Reproduce, without any change, the lines of data below, starting at the line that contains "In this picture, where can the pale" and ending at the line that contains "point(69, 295)".

§ §

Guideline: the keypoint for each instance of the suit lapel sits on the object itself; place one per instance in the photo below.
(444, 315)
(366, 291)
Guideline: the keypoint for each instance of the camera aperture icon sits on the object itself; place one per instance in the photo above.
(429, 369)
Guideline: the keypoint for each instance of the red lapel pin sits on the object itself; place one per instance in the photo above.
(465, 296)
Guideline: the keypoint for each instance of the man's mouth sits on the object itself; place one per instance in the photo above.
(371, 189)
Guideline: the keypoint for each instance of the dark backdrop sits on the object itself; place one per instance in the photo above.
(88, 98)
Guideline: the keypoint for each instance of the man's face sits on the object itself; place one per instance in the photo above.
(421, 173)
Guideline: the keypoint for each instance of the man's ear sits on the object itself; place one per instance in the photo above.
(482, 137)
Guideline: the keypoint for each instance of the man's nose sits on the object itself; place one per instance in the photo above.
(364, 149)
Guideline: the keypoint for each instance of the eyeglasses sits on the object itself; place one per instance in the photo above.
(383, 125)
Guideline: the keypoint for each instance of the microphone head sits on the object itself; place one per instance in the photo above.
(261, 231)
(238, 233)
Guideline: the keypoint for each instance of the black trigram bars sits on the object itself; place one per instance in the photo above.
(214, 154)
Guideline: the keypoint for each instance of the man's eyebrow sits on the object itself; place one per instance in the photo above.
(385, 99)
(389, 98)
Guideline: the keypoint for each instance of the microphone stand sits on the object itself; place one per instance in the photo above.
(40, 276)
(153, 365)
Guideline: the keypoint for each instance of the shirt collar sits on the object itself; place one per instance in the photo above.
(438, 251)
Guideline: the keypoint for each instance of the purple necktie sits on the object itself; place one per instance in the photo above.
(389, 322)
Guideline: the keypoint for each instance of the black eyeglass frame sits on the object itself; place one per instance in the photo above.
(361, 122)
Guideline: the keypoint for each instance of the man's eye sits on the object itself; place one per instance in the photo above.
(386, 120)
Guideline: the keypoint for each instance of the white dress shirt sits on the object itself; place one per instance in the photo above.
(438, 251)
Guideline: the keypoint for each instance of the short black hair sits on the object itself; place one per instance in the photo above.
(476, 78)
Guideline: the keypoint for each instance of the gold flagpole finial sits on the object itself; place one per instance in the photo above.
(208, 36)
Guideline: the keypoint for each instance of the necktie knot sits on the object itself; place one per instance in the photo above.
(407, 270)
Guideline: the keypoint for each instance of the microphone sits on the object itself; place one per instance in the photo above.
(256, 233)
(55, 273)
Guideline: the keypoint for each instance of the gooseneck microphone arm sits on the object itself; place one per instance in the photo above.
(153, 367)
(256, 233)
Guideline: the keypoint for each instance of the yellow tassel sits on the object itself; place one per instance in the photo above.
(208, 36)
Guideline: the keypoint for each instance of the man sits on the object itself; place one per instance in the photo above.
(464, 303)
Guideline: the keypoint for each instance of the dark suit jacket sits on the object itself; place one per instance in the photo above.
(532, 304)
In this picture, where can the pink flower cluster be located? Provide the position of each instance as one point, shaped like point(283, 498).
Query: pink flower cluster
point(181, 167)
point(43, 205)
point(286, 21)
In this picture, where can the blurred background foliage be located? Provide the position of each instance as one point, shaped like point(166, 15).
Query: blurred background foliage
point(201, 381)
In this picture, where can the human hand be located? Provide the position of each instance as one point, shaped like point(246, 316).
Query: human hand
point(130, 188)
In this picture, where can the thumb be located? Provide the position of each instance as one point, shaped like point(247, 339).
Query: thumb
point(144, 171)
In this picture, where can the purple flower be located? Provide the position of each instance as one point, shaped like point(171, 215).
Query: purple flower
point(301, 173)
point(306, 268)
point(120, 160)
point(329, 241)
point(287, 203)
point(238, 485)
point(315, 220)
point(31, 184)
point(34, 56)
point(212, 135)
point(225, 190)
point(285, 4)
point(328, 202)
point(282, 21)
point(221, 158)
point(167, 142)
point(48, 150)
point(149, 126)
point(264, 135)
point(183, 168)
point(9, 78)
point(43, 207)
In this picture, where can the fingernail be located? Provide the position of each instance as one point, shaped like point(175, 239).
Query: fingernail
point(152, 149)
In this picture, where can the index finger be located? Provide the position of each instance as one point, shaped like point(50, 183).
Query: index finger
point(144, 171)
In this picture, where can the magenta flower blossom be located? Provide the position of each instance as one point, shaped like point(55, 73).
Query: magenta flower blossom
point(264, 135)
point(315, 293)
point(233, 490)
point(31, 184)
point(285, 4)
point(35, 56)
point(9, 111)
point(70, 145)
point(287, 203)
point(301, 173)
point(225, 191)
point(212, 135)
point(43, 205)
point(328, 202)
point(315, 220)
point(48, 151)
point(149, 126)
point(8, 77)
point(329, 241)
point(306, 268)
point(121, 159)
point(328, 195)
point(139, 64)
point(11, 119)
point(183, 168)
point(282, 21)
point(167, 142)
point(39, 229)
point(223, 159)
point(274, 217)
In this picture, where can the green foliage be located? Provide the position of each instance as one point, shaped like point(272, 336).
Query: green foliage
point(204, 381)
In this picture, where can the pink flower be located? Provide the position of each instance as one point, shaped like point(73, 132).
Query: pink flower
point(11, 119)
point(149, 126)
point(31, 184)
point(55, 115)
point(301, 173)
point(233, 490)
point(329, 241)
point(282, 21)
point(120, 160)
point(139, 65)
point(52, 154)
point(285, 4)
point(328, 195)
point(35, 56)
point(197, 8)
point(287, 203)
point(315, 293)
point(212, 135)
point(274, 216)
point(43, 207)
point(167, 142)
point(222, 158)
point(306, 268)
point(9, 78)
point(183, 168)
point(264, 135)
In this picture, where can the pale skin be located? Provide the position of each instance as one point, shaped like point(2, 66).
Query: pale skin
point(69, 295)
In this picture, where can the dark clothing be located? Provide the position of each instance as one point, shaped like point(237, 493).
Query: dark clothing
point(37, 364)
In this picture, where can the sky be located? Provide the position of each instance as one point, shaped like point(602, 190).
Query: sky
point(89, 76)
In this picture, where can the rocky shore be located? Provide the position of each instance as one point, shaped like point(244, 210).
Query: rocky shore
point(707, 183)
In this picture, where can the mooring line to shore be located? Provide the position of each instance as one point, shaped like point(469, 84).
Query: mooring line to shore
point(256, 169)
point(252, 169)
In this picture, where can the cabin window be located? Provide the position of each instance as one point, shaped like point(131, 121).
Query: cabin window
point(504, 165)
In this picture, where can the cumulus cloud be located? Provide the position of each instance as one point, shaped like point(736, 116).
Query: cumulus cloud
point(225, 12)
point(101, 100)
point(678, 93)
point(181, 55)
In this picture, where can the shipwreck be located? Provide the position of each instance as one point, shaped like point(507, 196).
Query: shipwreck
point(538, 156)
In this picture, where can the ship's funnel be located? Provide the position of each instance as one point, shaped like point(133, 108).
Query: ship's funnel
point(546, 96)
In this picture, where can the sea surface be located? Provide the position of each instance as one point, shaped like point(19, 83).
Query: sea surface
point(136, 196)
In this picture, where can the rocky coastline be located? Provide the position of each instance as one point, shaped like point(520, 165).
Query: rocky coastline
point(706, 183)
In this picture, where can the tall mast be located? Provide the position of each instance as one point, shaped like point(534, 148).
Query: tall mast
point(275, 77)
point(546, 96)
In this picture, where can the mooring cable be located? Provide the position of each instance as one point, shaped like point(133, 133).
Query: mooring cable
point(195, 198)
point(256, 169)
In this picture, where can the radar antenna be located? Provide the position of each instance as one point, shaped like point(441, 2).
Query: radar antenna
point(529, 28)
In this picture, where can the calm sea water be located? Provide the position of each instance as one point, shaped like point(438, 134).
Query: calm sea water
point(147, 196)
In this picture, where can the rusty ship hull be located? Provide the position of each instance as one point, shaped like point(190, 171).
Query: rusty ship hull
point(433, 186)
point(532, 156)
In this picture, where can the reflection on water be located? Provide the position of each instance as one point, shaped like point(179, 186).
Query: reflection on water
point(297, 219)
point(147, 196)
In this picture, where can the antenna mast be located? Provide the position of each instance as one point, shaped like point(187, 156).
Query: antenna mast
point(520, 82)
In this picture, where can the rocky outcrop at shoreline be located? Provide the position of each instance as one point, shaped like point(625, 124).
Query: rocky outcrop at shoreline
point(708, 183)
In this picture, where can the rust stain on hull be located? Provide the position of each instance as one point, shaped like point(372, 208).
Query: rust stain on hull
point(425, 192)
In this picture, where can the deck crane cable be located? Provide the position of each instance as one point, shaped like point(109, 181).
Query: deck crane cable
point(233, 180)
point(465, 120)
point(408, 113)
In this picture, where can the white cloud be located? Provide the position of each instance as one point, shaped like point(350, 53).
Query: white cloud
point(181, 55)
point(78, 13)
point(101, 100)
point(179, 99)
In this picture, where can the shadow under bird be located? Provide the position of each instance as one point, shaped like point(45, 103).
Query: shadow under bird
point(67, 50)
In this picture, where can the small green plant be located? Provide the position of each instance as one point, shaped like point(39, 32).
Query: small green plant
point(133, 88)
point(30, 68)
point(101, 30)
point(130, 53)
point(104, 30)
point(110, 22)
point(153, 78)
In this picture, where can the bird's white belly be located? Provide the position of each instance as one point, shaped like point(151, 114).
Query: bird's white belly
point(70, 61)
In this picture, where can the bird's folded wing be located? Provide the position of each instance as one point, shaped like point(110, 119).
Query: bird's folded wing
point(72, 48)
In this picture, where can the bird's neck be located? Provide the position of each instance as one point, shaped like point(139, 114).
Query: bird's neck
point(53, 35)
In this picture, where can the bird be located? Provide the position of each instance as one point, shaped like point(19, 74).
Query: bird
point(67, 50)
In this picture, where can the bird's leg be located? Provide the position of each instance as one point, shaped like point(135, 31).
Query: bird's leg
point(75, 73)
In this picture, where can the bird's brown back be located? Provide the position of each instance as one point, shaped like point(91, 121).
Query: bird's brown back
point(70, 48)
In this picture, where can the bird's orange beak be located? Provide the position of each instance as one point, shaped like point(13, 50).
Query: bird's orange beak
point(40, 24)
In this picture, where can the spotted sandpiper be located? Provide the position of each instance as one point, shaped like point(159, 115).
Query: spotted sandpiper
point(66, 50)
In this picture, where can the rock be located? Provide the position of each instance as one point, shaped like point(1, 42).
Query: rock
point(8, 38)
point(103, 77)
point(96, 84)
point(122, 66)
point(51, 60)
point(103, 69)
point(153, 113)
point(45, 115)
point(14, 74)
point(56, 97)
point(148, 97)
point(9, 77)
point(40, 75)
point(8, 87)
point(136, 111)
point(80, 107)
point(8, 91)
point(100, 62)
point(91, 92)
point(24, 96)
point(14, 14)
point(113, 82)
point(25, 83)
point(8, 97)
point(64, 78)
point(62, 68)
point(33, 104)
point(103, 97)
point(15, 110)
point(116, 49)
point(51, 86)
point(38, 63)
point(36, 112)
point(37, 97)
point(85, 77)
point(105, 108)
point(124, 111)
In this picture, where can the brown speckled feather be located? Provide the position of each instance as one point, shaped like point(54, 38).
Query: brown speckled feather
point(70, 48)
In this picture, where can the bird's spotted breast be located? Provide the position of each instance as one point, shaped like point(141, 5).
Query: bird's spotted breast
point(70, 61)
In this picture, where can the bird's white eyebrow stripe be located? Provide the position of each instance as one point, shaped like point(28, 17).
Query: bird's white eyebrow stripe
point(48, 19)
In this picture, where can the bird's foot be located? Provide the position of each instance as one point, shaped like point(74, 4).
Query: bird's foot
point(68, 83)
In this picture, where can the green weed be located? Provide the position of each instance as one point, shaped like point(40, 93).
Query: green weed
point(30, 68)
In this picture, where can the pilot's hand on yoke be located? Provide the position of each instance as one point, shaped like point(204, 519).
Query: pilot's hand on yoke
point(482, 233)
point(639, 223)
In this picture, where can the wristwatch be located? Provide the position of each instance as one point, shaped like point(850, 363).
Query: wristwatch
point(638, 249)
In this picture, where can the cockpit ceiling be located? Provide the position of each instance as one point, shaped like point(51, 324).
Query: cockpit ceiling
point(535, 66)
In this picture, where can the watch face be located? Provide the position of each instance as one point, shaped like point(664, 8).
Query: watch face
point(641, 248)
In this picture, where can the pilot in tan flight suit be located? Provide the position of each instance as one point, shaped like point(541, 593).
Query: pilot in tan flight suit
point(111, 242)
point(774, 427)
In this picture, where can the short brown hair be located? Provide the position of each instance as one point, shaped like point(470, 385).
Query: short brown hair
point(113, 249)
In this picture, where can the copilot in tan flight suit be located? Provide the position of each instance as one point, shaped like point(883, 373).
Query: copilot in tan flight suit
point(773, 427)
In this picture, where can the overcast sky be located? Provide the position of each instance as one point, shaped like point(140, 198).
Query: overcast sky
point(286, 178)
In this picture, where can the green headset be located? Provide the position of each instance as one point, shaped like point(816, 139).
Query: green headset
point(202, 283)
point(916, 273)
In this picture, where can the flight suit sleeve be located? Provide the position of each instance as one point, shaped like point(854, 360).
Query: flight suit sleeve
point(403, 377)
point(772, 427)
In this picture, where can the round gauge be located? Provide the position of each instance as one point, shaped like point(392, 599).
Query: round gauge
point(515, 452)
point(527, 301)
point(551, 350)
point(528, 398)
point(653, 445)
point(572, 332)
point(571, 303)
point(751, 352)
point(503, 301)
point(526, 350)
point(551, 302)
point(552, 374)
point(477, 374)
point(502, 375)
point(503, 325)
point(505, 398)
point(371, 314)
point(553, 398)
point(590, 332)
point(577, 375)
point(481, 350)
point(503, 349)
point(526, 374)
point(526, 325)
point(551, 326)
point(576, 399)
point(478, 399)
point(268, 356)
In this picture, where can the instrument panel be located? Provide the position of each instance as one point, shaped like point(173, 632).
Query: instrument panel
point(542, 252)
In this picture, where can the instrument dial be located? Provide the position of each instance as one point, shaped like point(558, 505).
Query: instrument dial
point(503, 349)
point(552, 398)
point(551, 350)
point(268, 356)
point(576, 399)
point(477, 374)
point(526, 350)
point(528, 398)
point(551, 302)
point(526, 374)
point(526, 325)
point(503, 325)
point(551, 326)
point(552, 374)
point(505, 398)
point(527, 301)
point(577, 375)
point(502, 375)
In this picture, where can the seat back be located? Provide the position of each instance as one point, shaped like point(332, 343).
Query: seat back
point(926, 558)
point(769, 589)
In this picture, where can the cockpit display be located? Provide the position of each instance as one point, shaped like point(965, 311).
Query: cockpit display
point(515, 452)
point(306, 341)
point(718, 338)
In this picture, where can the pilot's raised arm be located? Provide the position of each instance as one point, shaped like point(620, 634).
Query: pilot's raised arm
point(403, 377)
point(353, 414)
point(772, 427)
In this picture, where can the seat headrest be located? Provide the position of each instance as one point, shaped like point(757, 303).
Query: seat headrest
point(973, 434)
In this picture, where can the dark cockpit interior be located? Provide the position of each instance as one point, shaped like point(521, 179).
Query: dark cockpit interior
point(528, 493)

§ §

# Output of the exercise
In this picture, where can the pale skin be located? Provide the position of each instance as one point, shaped like point(2, 66).
Query: pale skin
point(69, 295)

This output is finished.